▶ PASSAGE
((

The Christ as the Suffering Redeemer  is a painting by the Italian Renaissance artist Andrea Mantegna, dated to  1488–1500 and housed in the Statens Museum for Kunst, Copenhagen, Denmark.

History
The work is generally assigned to Mantegna's stay in Rome, due to stylistic similarities with the Madonna of the Quarry, although other art historians considered it from the 1490s.

The painting appears in an inventory of the Gonzaga family from 1627, and it belonged to cardinal Silvio Valenti Gonzaga in 1763 when it became part of the Danish Royal, having been acquired by King Frederick IV of Denmark to make his collection equal to those of other European reigning families.

Description
The painting is signed on the edge of the marble base and his an original version of the traditional Pietà theme. Christ, portrayed with open hands to show all the wounds of the crucifixion, is raised on finely sculpted ancient sarcophagus.

))

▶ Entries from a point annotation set
((

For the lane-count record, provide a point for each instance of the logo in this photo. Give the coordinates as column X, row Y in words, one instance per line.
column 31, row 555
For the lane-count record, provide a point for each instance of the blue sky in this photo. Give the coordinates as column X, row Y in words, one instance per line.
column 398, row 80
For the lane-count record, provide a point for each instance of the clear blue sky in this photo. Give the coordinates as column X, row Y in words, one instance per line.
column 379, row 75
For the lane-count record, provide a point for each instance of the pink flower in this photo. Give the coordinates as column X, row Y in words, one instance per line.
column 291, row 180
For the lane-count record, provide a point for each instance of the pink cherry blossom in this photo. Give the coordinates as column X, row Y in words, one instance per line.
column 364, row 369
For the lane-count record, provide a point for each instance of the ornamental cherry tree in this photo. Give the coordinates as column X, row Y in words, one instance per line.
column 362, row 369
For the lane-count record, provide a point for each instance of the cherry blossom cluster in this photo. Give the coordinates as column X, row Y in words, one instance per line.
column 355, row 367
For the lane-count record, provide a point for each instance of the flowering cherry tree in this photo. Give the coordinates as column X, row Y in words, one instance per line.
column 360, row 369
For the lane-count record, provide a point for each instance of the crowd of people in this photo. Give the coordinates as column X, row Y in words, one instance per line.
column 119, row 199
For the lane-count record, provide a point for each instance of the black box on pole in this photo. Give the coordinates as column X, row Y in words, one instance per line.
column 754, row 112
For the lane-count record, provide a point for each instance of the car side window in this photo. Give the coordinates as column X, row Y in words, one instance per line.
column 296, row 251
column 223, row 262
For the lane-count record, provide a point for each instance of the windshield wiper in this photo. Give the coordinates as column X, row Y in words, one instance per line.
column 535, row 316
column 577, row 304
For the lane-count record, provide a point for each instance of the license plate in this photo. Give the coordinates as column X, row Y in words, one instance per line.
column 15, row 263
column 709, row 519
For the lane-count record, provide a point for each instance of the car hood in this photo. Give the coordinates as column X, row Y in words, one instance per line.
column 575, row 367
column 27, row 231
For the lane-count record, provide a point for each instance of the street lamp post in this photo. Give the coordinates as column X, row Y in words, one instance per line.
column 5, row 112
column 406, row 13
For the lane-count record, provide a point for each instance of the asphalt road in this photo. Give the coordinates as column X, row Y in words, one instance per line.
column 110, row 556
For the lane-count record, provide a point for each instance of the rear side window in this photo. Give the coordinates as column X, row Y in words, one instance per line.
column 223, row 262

))

▶ REQUIRED TASKS
• A. In the passage on Mantegna's painting, why is the work generally placed in the period of the artist's stay in Rome? Answer in one to three sentences.
• B. Continue the passage on Mantegna's painting of Christ as the Suffering Redeemer from its final sentence.

▶ ANSWERS IN ORDER
• A. The painting is generally assigned to Mantegna's time in Rome because of its stylistic similarities with the Madonna of the Quarry. Other art historians, however, date it to the 1490s.

• B.
His body is wrapped in a metallic white drape, and his supported by two kneeling angels (a seraphim and a cherubim). On the left the tomb's cover is visible, while the background is occupied by a far landscape under the sunset light. On the right is the Calvary and a quarry in which two men are working a slab, a column and a statue. Two further workers can be seen in a grotto, illuminated by an internal source of light.  Finally, on the left are fields with shepherds and cattle and a walled city, Jerusalem, at the feet of a rocky spur. Two pious women run a path to reach Jesus' tomb.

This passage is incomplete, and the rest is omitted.